(Referring expression pointing data)

----------

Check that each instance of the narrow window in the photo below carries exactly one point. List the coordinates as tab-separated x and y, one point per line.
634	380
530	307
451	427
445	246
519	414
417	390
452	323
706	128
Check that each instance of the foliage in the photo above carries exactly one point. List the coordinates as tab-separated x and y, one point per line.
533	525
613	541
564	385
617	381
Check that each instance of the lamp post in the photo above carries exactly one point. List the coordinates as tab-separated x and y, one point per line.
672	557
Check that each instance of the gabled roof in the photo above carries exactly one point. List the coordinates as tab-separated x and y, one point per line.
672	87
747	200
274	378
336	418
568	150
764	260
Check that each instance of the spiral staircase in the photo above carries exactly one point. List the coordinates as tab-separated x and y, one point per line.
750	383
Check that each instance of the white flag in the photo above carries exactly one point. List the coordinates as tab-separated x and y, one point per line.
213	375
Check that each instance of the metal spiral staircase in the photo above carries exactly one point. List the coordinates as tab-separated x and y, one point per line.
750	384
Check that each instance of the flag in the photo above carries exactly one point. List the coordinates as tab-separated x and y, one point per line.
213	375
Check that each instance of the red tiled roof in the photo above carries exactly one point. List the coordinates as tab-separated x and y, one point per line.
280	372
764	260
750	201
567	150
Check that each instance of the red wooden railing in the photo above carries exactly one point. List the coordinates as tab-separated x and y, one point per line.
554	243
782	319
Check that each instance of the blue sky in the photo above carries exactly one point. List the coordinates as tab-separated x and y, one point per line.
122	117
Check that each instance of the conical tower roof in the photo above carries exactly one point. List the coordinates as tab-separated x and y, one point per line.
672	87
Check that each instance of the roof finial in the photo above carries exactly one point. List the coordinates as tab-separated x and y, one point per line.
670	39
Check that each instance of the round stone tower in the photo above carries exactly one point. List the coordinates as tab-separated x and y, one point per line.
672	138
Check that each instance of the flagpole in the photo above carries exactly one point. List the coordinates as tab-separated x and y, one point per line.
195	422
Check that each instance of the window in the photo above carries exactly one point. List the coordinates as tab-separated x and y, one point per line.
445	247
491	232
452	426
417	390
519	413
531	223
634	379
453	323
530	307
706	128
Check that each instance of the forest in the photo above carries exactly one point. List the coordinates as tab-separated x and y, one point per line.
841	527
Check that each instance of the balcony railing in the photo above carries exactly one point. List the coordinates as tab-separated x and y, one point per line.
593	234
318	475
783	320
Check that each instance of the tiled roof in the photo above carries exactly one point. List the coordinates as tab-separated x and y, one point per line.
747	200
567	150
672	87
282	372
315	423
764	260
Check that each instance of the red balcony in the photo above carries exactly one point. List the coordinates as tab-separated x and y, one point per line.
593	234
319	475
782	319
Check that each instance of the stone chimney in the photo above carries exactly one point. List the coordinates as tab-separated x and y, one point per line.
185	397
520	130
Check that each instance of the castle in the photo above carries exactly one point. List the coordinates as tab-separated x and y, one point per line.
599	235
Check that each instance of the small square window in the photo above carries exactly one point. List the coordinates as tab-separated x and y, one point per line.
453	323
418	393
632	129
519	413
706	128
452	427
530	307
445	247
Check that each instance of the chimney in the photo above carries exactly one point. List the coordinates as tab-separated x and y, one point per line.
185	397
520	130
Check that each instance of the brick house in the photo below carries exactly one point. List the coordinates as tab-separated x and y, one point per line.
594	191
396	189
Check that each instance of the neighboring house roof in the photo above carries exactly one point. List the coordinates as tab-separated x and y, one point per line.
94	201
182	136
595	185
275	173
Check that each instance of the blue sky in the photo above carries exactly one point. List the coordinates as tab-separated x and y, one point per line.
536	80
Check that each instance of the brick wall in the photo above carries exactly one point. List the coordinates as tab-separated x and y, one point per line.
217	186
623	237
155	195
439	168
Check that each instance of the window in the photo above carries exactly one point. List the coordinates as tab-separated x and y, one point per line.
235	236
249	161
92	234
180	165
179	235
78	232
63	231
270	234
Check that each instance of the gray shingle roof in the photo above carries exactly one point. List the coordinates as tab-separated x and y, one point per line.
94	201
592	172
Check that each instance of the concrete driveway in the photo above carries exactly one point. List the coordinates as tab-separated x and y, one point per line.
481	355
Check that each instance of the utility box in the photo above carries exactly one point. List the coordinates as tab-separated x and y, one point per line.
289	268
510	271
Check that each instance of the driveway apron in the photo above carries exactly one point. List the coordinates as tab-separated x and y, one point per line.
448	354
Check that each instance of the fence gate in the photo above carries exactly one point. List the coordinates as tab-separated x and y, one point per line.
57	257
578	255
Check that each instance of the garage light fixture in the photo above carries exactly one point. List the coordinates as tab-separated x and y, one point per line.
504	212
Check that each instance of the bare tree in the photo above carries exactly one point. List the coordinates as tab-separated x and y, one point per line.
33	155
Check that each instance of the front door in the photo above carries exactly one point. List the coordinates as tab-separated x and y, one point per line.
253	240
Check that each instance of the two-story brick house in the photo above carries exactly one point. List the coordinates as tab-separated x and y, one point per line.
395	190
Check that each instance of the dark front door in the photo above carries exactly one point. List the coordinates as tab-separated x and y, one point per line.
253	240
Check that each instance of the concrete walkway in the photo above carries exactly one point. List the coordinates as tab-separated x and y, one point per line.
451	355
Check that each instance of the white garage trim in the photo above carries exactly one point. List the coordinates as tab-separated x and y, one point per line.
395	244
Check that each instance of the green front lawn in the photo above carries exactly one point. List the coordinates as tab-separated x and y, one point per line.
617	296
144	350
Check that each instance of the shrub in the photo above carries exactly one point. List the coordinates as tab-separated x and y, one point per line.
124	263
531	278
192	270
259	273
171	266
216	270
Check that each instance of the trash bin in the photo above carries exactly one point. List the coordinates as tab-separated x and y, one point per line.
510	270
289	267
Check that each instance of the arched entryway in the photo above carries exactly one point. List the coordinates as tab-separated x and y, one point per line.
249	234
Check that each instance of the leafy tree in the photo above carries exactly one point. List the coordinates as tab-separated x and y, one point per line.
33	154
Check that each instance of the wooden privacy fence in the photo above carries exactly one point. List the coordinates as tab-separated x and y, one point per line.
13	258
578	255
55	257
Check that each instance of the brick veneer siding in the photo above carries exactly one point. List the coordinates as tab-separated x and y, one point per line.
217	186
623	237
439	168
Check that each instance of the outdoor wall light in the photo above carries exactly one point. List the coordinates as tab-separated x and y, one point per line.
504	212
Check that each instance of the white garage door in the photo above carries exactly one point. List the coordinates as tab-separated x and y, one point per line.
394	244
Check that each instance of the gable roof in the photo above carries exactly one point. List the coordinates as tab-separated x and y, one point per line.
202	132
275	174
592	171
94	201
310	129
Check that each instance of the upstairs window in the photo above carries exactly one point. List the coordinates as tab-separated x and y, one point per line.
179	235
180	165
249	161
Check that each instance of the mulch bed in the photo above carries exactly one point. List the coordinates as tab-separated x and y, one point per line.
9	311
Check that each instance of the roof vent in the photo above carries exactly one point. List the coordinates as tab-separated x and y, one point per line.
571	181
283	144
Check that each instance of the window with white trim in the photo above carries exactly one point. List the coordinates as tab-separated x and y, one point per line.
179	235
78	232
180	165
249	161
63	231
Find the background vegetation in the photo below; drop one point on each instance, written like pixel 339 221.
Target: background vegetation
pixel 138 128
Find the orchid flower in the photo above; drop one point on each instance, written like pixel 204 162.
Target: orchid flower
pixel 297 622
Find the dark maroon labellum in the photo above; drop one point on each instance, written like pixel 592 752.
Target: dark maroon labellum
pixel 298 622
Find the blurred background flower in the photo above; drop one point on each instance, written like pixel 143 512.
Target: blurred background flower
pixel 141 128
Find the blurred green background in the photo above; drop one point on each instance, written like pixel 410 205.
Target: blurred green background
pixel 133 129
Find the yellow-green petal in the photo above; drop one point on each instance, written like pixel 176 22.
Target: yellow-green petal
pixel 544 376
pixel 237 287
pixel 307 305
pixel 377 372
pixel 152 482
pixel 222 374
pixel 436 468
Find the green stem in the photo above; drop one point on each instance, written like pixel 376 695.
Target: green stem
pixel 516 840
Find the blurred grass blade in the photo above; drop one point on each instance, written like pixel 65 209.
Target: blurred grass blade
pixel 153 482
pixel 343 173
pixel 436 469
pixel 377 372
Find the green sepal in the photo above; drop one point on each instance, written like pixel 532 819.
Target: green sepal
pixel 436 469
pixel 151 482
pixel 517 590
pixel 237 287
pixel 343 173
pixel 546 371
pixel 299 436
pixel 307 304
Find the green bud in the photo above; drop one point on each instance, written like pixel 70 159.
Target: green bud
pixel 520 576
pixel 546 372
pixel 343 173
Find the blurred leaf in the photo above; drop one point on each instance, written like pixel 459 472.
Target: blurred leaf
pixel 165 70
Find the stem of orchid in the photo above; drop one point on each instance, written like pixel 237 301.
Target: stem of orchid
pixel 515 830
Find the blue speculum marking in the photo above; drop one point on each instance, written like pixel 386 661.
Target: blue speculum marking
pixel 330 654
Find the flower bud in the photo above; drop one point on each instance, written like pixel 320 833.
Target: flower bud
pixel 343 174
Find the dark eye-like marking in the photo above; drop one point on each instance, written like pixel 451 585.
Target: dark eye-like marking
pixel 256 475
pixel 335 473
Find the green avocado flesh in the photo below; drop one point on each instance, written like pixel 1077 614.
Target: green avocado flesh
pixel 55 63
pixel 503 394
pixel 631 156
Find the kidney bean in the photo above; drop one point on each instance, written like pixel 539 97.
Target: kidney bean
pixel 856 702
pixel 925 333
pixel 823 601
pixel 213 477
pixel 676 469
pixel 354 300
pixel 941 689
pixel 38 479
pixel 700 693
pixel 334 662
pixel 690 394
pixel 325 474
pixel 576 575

----------

Repeat word for word from the line holding "Target: green sepal" down to the last line above, including both.

### SOLUTION FOR THIS EXERCISE
Target: green sepal
pixel 436 469
pixel 151 482
pixel 517 590
pixel 237 287
pixel 343 173
pixel 546 371
pixel 299 436
pixel 307 304
Find the green bud in the photo above; drop one point on each instance, written like pixel 70 159.
Target: green bud
pixel 520 576
pixel 546 372
pixel 343 173
Find the blurred leaf in the photo above; drop one point on each instance, written like pixel 459 472.
Target: blurred leaf
pixel 165 70
Find the stem of orchid in the photo above; drop one point on each instance, written like pixel 237 301.
Target: stem of orchid
pixel 515 830
Find the blue speculum marking in the photo above; drop one point on each instance, written like pixel 386 661.
Target: blue speculum marking
pixel 330 654
Find the flower bud in the photo above; drop one point on each instance, written like pixel 320 833.
Target: flower bud
pixel 343 174
Find the dark eye-like marking in the photo above; drop one point on each instance, written like pixel 451 585.
Target: dark eye-like marking
pixel 256 475
pixel 335 473
Find the green avocado flesh in the photo below; drop one point on each instance, written like pixel 1077 614.
Target: green avocado flesh
pixel 55 63
pixel 503 394
pixel 631 156
Find the kidney bean in the photo above; drop one point on each instance, written like pixel 539 97.
Target: kidney bean
pixel 856 702
pixel 925 333
pixel 823 601
pixel 213 477
pixel 676 469
pixel 354 300
pixel 941 689
pixel 38 479
pixel 700 693
pixel 334 662
pixel 690 394
pixel 325 474
pixel 576 575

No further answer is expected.